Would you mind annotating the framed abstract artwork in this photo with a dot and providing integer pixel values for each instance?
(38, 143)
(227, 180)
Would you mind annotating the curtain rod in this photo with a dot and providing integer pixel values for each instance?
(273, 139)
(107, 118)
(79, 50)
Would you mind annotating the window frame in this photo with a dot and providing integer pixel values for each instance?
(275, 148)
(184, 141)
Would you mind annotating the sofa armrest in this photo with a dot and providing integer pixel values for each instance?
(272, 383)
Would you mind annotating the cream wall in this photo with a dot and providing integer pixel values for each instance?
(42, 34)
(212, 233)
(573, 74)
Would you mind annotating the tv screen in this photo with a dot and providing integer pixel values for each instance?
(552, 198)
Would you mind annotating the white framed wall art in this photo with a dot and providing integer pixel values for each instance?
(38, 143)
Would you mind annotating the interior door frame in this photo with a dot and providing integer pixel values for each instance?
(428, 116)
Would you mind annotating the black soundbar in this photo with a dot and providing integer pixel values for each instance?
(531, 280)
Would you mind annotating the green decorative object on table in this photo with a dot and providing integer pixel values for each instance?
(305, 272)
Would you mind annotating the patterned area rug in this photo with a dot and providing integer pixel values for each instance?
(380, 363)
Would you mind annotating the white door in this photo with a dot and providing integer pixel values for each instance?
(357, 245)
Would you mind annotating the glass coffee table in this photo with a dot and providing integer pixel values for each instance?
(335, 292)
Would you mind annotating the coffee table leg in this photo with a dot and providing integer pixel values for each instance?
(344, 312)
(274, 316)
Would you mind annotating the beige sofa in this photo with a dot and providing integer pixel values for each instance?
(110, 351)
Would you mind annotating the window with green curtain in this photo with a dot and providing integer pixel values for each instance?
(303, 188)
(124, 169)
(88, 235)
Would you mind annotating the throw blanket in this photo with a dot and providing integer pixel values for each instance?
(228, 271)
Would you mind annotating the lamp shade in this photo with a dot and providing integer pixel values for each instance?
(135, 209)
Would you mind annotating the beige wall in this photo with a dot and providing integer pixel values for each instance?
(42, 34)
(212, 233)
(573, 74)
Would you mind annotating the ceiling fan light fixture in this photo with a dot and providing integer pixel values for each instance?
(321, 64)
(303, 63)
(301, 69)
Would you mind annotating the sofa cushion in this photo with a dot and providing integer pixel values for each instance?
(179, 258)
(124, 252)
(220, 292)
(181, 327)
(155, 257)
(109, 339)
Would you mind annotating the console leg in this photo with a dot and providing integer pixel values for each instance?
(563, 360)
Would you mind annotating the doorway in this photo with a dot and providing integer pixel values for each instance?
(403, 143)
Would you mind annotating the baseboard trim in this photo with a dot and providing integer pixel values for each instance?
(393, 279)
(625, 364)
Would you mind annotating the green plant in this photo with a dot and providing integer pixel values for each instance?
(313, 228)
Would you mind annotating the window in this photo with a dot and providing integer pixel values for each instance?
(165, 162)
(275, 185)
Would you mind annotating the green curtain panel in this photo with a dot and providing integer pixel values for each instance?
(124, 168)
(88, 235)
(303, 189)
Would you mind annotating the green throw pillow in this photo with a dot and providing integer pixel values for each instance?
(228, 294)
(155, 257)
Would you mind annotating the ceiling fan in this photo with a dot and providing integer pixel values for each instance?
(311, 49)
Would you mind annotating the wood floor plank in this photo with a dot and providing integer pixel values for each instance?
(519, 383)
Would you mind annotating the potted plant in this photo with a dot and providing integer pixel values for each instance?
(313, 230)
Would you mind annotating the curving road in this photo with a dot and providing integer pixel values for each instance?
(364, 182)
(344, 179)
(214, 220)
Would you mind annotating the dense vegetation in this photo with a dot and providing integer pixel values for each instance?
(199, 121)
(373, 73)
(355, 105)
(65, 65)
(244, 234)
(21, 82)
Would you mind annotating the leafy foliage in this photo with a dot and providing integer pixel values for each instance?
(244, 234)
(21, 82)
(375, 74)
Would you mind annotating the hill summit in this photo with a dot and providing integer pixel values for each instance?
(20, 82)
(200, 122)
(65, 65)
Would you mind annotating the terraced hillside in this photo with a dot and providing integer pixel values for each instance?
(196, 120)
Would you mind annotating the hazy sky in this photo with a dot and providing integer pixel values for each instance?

Stated problem: Render all of the lines above as a JSON list of strings, with one string per line and any blank lines left out.

Expected answer:
[
  "Would you mind annotating the framed abstract artwork in this photo with a dot and providing integer pixel values for each instance?",
  "(38, 143)",
  "(227, 180)",
  "Would you mind annotating the curtain rod in this photo with a dot and providing integer pixel values for each instance?",
  "(273, 139)",
  "(107, 118)",
  "(79, 50)",
  "Would you mind annotating the window frame in this photo with a dot and providing integer pixel values for each instance?",
  "(275, 148)",
  "(184, 141)",
  "Would you mind annotating the sofa armrest in this photo with a dot and providing integer pixel values for each instance?",
  "(272, 383)",
  "Would you mind annotating the cream wall in this photo with a dot and providing integer pixel values for each instance?",
  "(42, 34)",
  "(212, 233)",
  "(573, 74)",
  "Would you mind annotating the tv screen in this photo with a dot and providing integer pixel values for each instance?",
  "(552, 198)",
  "Would you mind annotating the white framed wall art in this photo with a dot and providing integer pixel values for each instance?",
  "(38, 143)",
  "Would you mind annotating the interior door frame in this photo with a dot and providing integer pixel values for each instance?",
  "(428, 116)",
  "Would you mind annotating the black soundbar in this photo with a dot and providing integer pixel values for each instance?",
  "(531, 280)",
  "Would you mind annotating the green decorative object on table in this photo with a dot and providing integer pixel values for each instance?",
  "(305, 272)",
  "Would you mind annotating the patterned area rug in this photo with a dot and providing integer pixel values for each instance?",
  "(380, 363)",
  "Would you mind annotating the white door in this photo with a dot and providing integer pixel values for each instance?",
  "(357, 245)",
  "Would you mind annotating the glass coffee table in this photo with a dot and providing integer pixel values for each instance?",
  "(335, 292)",
  "Would you mind annotating the coffee table leg in this photo with a dot and providing integer pixel values for each instance?",
  "(344, 312)",
  "(274, 316)",
  "Would you mind annotating the beige sofa in this photo with a dot and providing integer pixel values for each instance?",
  "(110, 351)",
  "Would you mind annotating the window with green curtain in this photo with a dot and providing integer pixel values for each instance?",
  "(303, 188)",
  "(124, 169)",
  "(88, 235)",
  "Would you mind annotating the throw blanket in this photo with a dot and providing integer pixel values for each instance?",
  "(228, 271)",
  "Would you mind annotating the lamp shade in this photo with a dot and providing integer pixel values for each instance?",
  "(135, 209)",
  "Would you mind annotating the beige wall in this photo with a dot and providing integer pixel values for each instance?",
  "(42, 34)",
  "(212, 233)",
  "(573, 74)",
  "Would you mind annotating the ceiling fan light fixture in this photo with a dot and providing integer pixel values for each instance?",
  "(321, 64)",
  "(303, 63)",
  "(301, 69)",
  "Would you mind annotating the sofa cushion in this photo with a dot and providing integer pixel values for each instance?",
  "(179, 258)",
  "(124, 252)",
  "(220, 292)",
  "(181, 327)",
  "(155, 257)",
  "(109, 339)",
  "Would you mind annotating the console leg in this photo with a dot and providing integer pixel values for each instance?",
  "(563, 360)",
  "Would you mind annotating the doorway in this photo with a dot and providing integer pixel values for each instance?",
  "(403, 143)",
  "Would you mind annotating the baseboard trim in this photo with a dot and providing integer pixel values for each instance?",
  "(393, 279)",
  "(625, 364)",
  "Would you mind annotating the green plant in this photo with a dot and providing integer pixel values for each instance?",
  "(313, 228)",
  "Would you mind annotating the window in this photo with a dot and providing integer pixel values for each instance?",
  "(165, 162)",
  "(275, 185)",
  "Would you mind annotating the green curtain panel in this photo with a dot and providing integer pixel values for each instance?",
  "(124, 168)",
  "(88, 235)",
  "(303, 189)",
  "Would you mind annotating the green throw pillow in this photo with a dot and providing integer pixel values for each instance?",
  "(228, 294)",
  "(155, 257)",
  "Would you mind annotating the ceiling fan in this photo with a dot and providing integer pixel values for each instance?",
  "(311, 49)",
  "Would you mind annotating the wood floor plank in this photo with a dot and providing integer pixel values for each instance?",
  "(519, 383)",
  "Would you mind annotating the potted plant in this photo with a dot and providing integer pixel values for each instance?",
  "(313, 230)",
  "Would you mind annotating the curving road in this photo with a dot and providing integer pixel values for each instance?",
  "(364, 182)",
  "(344, 179)",
  "(214, 220)",
  "Would you mind annotating the dense vegetation in this photo with a dot and providing integer pixel values for each instance?",
  "(199, 121)",
  "(373, 73)",
  "(355, 105)",
  "(65, 65)",
  "(244, 234)",
  "(21, 82)",
  "Would you mind annotating the leafy foliage in this photo with a dot and providing integer pixel values for each instance?",
  "(244, 234)",
  "(21, 82)",
  "(375, 74)",
  "Would you mind annotating the hill summit in this photo with a dot and providing integer pixel values for each instance?",
  "(20, 82)",
  "(200, 122)",
  "(65, 65)",
  "Would you mind annotating the terraced hillside in this photo with a dot and providing integer pixel values for each instance?",
  "(196, 120)",
  "Would you mind annotating the hazy sky in this photo with a dot and providing integer pixel values for each instance?"
]